> _Task details_
Rewrite every one of the items below, replacing "point out" with "mark" and changing nothing else.

> _Entries supplied_
○ ○ ○ ○ ○ ○ ○

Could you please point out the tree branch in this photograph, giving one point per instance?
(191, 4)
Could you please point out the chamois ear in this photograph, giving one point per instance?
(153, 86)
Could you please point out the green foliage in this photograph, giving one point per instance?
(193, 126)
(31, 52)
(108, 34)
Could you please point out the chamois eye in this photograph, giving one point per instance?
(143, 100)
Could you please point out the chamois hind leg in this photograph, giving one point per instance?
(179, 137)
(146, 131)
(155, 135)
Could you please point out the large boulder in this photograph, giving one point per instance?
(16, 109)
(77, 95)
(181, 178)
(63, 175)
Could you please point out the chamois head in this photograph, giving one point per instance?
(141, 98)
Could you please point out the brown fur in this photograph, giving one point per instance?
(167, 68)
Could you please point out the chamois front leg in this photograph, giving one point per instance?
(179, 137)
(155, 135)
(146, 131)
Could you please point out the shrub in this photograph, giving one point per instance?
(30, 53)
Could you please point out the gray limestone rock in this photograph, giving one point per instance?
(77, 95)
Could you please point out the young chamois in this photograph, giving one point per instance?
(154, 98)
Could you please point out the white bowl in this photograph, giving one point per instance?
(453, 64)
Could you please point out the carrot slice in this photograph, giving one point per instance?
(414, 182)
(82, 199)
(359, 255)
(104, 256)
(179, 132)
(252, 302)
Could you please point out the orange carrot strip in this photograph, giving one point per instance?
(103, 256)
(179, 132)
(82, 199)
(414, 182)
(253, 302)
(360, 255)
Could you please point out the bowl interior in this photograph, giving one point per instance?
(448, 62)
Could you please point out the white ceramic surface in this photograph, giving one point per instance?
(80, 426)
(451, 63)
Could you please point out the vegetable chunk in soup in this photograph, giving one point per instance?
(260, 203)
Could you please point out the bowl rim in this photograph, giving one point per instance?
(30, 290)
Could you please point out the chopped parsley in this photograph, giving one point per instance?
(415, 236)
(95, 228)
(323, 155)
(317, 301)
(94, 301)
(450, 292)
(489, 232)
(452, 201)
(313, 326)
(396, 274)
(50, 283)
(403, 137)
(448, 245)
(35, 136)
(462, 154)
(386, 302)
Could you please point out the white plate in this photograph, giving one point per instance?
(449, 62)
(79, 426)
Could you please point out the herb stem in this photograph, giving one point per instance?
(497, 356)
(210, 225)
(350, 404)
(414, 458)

○ ○ ○ ○ ○ ○ ○

> _Result below_
Could you please mark the tree branch in this photograph, giving one point per instance?
(191, 4)
Could you please mark the chamois ear in this photograph, giving one point per instance?
(153, 86)
Could you please mark the green foliage in this photograph, giving one point per instance?
(193, 126)
(31, 52)
(108, 34)
Could you please mark the chamois eye in this photograph, giving one point per instance?
(143, 100)
Could you please mark the chamois hind leg in this photograph, giving one point per instance?
(179, 137)
(146, 131)
(155, 135)
Could you please mark the large boulder in this photograph, giving one point per instance?
(16, 109)
(77, 95)
(181, 178)
(63, 175)
Could you please mark the chamois head in this photograph, giving one point per instance?
(141, 98)
Could you please mark the brown fur in this photograph, giving one point per instance?
(167, 68)
Could you please mark the chamois front leg in this photograph, giving one point per instance?
(179, 137)
(155, 135)
(146, 131)
Could you please mark the shrub in this photograph, giving one point per instance?
(30, 53)
Could you please mark the gray limestone rock in this photograph, giving one point per instance?
(77, 95)
Could you please mark the young chamois in this photograph, giving one point per instance?
(154, 98)
Could you please mark the white bowl in this photograph, giving one point per instance?
(453, 64)
Could you please mark the carrot slice in this photograph, giving one point per instance?
(414, 182)
(82, 199)
(359, 255)
(104, 256)
(179, 132)
(252, 302)
Could you please mark the orange carrot strip in this photograph, giving one point per instance?
(103, 256)
(179, 132)
(82, 199)
(414, 182)
(253, 302)
(360, 255)
Could you please mark the bowl interior in this photograph, giving one point per instance?
(448, 62)
Could you please mark the white ceramic surface in this photograph, giving one point per instance?
(80, 426)
(451, 63)
Could you please mark the vegetable chunk in soup in this photograph, giving one point per instance?
(260, 203)
Could you please mark the bowl rim in this photograph, giving one point per instance?
(30, 290)
Could you please mark the chopped parsley in this photograph, giving one point per instance?
(415, 236)
(95, 228)
(323, 155)
(317, 301)
(94, 301)
(450, 292)
(489, 232)
(452, 201)
(313, 326)
(396, 274)
(50, 283)
(403, 137)
(448, 245)
(35, 136)
(462, 154)
(386, 302)
Could you please mark the white plate in this photograph, giving one point per instance?
(449, 62)
(79, 426)
Could you please mark the herb stem in this photograph, giving one point per instance?
(497, 356)
(210, 225)
(350, 404)
(414, 458)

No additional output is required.